EXPLORE THE MATERIAL ▸
• A. In the trolleybus text, can you condense the paragraph beginning "No.144 was one of a batch" into a short bulleted list that keeps its main facts?
• B. Could you switch "Doncaster" to "Sheffield" and give the trolleybus text again from "- No.113, an" up to and including "Sandtoft since then."?
• C. Which years are mentioned in the trolleybus text's paragraph about No.113?

** STUDY TEXT follows **


- No.113, an AEC dating from 1939, became the first trolleybus in the United Kingdom to be preserved privately when Reading Transport Society acquired it in 1961, following withdrawal. This acquisition started the trolleybus preservation movement in Britain. Reading Transport Society did not have adequate facilities at the time, and it was stored in the open for ten years, during which time the bodywork deteriorated badly. In 1971 it was moved to Doncaster and stored under cover until restoration began in 1998. This was completed in May 1999, and it has regularly run on public open days at Sandtoft since then.
- No.144 was one of a batch of 20 BUT vehicles dating from 1949, which were the first 8 ft wide vehicles to operate in Reading, and also the first to have air-operated doors on the rear platform. It remained in service until the system closed, and became the official last trolleybus on 3 November 1968. It returned to Reading in 1976 for Reading Transport's 75th Anniversary event, and operated sporadically at Sandtoft for events commemorating Reading anniversaries. Following the death of its owner Mike Dare in September 2005, ownership passed to the Trolleybus Museum at Sandtoft, where it is used regularly.

** End of STUDY TEXT **
** MATERIAL SHOWN follows **

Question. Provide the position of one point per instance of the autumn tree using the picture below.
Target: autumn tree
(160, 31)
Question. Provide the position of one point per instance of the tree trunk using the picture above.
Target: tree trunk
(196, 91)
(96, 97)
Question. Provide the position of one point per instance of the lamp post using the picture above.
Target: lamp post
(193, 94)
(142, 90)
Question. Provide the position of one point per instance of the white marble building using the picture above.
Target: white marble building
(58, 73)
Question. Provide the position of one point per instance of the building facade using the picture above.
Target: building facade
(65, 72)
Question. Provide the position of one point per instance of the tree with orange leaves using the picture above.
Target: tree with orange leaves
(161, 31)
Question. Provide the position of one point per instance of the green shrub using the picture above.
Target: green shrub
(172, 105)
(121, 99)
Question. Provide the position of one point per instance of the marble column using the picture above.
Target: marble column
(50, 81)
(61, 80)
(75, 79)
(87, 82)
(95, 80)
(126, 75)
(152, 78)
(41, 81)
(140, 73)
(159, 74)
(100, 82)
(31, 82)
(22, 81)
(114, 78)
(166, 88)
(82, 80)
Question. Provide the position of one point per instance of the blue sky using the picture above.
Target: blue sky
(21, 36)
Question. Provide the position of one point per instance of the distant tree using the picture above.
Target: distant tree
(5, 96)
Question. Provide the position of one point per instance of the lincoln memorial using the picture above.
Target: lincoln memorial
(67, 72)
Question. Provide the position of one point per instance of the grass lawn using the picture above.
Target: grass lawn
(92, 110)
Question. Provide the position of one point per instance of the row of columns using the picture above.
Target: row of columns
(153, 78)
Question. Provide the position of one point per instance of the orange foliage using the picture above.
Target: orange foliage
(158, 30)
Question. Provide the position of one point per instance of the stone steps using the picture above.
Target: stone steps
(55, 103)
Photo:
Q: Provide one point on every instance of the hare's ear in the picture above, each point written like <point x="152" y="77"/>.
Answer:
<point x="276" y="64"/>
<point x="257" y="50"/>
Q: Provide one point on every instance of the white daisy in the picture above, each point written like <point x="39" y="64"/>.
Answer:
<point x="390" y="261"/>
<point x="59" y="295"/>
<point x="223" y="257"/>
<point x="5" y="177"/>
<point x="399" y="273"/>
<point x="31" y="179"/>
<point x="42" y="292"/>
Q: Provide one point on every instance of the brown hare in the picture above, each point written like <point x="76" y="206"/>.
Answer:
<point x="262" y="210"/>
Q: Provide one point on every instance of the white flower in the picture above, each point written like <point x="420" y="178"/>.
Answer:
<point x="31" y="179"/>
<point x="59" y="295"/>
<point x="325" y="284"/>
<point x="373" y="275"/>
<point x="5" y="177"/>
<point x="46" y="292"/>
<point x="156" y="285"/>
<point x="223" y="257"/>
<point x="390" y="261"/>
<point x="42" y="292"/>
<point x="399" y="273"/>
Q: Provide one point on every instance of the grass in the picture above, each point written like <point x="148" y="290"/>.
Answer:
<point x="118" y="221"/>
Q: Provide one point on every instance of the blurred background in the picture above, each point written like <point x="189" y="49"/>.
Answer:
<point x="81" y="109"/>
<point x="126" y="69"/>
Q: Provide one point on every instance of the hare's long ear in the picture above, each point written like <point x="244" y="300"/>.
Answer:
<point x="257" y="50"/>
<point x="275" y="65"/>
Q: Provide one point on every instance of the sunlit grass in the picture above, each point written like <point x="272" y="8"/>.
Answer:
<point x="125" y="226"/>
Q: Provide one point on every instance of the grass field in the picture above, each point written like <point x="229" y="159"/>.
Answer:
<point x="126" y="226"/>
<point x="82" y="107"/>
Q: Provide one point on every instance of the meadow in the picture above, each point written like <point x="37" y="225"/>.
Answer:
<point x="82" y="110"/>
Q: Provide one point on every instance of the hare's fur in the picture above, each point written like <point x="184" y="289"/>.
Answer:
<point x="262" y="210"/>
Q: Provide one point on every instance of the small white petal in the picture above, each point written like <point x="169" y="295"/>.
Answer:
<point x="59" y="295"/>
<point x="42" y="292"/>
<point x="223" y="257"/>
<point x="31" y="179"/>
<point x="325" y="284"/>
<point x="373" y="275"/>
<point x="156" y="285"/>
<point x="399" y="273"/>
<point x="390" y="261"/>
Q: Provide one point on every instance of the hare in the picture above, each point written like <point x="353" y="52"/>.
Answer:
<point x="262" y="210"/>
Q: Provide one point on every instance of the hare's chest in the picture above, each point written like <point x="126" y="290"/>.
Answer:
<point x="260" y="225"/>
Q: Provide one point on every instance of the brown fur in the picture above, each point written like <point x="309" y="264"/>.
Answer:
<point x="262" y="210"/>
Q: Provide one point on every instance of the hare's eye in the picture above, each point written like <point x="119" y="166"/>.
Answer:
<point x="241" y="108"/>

** End of MATERIAL SHOWN **

SOLUTION LIST ▸
• A.
- No.144 was one of 20 BUT vehicles from 1949, the first 8 ft wide vehicles in Reading and the first with air-operated rear platform doors.
- It stayed in service until the system closed and became the official last trolleybus on 3 November 1968.
- It returned to Reading in 1976 for Reading Transport's 75th Anniversary and ran occasionally at Sandtoft for Reading anniversary events.
- After owner Mike Dare died in September 2005, it passed to the Trolleybus Museum at Sandtoft, where it is used regularly.

• B.
- No.113, an AEC dating from 1939, became the first trolleybus in the United Kingdom to be preserved privately when Reading Transport Society acquired it in 1961, following withdrawal. This acquisition started the trolleybus preservation movement in Britain. Reading Transport Society did not have adequate facilities at the time, and it was stored in the open for ten years, during which time the bodywork deteriorated badly. In 1971 it was moved to Sheffield and stored under cover until restoration began in 1998. This was completed in May 1999, and it has regularly run on public open days at Sandtoft since then.

• C. 1939, 1961, 1971, 1998, 1999